__EXERCISE OBJECTIVE__
Where does the string "below" appear in the material? Copy each line that holds it.

__SOURCE RECORDS__

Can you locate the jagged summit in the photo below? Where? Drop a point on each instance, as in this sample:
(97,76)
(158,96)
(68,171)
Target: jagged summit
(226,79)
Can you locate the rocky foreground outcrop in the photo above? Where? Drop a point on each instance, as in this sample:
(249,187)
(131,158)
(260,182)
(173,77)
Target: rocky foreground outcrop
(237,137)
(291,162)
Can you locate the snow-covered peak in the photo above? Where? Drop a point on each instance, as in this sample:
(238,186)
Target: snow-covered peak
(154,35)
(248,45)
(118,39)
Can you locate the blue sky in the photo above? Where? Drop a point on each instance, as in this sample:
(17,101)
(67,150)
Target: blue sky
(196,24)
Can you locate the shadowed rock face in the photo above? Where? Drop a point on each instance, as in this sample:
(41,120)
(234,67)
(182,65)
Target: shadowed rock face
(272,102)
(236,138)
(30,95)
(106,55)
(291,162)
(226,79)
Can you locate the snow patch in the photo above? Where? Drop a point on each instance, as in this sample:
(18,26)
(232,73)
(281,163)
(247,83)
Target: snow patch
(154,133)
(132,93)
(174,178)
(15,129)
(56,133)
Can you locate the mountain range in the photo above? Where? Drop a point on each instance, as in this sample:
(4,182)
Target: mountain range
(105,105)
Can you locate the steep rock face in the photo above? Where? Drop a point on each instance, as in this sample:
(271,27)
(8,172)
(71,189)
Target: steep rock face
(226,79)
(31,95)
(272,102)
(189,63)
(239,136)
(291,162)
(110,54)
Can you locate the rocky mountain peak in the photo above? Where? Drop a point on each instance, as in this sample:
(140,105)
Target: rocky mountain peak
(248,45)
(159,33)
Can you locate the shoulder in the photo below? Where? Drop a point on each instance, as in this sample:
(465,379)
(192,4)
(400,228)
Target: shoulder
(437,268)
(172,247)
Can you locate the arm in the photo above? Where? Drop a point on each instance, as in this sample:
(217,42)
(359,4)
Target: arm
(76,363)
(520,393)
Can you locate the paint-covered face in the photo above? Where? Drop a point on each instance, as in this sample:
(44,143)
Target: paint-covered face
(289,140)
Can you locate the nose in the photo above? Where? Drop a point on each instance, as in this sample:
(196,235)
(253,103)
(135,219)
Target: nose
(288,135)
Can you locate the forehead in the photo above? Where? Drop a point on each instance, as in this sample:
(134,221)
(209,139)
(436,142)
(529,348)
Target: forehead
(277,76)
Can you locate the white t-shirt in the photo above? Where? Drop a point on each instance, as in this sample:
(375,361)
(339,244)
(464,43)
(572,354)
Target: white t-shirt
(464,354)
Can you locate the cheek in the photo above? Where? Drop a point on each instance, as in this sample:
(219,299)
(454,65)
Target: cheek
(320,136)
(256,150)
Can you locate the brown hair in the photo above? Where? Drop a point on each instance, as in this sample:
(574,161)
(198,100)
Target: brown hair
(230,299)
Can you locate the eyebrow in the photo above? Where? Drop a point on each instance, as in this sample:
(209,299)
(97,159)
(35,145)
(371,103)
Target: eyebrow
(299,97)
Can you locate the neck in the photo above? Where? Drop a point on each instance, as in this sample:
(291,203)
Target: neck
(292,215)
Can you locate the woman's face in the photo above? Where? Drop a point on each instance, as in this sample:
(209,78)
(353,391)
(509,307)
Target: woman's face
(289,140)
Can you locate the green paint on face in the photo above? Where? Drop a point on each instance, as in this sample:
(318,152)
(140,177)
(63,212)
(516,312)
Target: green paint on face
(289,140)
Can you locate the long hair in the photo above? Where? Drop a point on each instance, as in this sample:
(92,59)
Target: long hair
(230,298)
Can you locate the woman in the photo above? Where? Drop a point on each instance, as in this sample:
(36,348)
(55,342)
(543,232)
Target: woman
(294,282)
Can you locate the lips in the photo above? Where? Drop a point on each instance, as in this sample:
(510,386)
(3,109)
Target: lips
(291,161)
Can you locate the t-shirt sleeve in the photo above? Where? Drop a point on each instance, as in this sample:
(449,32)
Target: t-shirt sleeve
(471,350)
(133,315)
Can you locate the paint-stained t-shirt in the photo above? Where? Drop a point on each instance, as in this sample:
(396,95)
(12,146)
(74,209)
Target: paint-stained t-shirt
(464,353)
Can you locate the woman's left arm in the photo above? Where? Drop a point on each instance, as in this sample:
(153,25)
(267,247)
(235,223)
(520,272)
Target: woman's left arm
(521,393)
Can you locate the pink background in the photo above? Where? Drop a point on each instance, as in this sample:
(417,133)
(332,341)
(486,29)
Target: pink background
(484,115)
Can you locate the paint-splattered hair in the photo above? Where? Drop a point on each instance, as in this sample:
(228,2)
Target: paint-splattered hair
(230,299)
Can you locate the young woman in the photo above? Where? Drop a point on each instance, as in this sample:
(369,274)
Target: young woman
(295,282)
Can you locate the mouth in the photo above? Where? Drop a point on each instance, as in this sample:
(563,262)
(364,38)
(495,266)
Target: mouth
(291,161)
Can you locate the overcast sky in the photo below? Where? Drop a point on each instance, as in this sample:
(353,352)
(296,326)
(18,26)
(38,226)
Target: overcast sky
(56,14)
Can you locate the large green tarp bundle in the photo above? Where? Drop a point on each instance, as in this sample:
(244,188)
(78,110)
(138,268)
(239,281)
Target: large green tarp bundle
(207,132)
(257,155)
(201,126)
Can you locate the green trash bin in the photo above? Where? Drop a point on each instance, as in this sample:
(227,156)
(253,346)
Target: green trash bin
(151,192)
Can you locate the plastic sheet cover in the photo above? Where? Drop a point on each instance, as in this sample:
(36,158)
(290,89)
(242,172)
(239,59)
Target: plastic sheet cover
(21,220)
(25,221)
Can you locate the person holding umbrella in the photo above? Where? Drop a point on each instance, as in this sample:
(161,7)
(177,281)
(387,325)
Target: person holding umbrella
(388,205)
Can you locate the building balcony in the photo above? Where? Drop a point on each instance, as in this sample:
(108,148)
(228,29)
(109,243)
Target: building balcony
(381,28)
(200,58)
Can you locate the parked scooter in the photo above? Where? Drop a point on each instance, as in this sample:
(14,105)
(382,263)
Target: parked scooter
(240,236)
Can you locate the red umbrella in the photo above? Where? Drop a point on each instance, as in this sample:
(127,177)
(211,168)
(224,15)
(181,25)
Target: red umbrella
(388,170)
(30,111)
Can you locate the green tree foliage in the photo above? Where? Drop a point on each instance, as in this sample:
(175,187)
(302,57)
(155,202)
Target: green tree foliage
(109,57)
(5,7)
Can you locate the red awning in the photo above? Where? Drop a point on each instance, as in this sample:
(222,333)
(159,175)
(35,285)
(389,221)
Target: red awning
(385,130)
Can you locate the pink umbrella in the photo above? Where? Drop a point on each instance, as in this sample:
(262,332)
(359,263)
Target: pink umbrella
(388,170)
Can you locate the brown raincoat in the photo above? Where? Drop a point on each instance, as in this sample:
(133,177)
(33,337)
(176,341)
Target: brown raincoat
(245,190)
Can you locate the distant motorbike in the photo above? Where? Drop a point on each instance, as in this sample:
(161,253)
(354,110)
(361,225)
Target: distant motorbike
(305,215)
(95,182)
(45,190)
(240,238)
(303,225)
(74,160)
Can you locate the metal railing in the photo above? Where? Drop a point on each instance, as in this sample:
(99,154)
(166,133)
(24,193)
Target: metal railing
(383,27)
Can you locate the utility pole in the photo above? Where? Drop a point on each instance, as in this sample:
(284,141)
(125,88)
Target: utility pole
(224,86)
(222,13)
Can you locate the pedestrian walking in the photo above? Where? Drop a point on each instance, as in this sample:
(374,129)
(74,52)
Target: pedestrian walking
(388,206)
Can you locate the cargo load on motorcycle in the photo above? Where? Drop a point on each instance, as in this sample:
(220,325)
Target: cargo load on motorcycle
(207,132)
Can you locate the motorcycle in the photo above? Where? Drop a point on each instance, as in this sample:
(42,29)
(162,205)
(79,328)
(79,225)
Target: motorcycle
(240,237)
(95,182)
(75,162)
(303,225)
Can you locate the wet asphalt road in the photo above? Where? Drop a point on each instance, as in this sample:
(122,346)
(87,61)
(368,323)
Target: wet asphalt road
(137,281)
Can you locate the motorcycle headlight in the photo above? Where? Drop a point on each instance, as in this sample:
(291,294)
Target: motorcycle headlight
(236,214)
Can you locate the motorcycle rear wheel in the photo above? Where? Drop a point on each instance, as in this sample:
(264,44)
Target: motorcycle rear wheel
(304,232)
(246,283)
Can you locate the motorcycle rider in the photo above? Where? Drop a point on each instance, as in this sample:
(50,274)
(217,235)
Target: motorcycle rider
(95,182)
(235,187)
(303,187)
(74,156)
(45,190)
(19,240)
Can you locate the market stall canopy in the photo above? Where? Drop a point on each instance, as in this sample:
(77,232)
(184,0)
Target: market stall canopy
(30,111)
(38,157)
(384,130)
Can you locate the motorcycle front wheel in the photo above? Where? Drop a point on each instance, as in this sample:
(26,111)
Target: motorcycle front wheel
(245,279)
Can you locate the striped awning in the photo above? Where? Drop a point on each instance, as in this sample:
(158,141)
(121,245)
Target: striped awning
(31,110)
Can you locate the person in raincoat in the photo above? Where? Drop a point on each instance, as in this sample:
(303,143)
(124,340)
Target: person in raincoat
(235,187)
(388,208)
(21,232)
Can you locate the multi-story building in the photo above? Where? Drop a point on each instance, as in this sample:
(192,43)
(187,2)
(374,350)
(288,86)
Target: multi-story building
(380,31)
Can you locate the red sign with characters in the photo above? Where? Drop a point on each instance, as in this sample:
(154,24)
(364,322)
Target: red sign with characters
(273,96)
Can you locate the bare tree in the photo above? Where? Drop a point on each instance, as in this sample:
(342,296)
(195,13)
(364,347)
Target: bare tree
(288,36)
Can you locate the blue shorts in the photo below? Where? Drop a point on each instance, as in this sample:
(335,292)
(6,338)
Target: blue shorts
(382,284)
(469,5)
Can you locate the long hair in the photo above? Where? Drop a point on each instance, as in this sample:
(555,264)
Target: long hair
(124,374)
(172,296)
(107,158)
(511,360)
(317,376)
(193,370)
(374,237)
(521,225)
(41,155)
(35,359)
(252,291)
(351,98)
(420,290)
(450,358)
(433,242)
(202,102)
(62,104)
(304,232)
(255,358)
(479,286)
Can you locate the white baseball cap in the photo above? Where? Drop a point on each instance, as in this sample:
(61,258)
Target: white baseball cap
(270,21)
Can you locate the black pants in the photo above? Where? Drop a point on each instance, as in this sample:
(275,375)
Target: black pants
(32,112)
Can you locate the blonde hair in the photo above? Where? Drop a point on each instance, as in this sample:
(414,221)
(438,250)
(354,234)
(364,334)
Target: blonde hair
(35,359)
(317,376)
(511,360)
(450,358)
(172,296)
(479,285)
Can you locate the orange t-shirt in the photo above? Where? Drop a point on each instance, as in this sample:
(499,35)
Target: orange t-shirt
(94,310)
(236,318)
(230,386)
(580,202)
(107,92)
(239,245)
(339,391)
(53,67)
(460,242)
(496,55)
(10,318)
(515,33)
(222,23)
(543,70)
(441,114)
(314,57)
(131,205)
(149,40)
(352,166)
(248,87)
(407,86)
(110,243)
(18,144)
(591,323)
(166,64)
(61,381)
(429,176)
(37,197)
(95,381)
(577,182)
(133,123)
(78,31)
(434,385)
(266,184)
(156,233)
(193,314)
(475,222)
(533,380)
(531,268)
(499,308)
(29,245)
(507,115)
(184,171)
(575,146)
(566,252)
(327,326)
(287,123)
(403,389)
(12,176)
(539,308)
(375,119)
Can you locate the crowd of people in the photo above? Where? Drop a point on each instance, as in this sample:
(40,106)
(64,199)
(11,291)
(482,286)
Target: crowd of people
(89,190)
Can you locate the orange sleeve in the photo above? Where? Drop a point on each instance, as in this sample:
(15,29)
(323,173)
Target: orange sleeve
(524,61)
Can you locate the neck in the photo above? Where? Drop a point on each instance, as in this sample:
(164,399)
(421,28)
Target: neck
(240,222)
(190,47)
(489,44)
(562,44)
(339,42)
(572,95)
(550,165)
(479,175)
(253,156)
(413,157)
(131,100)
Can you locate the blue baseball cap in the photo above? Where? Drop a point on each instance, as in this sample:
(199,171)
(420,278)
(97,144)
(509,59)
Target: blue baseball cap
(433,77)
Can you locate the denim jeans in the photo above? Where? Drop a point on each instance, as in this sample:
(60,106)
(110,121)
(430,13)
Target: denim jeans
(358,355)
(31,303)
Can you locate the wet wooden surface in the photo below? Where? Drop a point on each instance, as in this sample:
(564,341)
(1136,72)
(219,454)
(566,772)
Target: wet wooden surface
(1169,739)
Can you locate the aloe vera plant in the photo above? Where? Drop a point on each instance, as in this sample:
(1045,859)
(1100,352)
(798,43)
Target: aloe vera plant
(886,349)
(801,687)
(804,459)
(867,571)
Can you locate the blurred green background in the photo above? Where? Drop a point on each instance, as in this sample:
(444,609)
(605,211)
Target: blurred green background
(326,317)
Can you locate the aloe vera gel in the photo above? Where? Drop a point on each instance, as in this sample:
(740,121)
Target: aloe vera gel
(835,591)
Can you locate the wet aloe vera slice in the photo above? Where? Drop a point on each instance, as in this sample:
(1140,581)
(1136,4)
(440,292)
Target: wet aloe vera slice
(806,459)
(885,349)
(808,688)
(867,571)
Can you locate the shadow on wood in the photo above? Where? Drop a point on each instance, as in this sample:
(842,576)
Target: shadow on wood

__EXERCISE OUTPUT__
Can you locate the jagged summit in the photo below? Where? Drop a point on each instance, as in this sample:
Can you locate the shoulder in the photo below? Where? Drop a point on each instance, as in this sample:
Can you locate the overcast sky in the photo below? Where? Drop a point on each instance, as in this sample:
Can you locate the blue shorts in the photo below? Where? Drop a point on each instance, as in this sample:
Can you locate the wet wooden surface in the photo below? Where? Drop a point on each instance, as in this sample:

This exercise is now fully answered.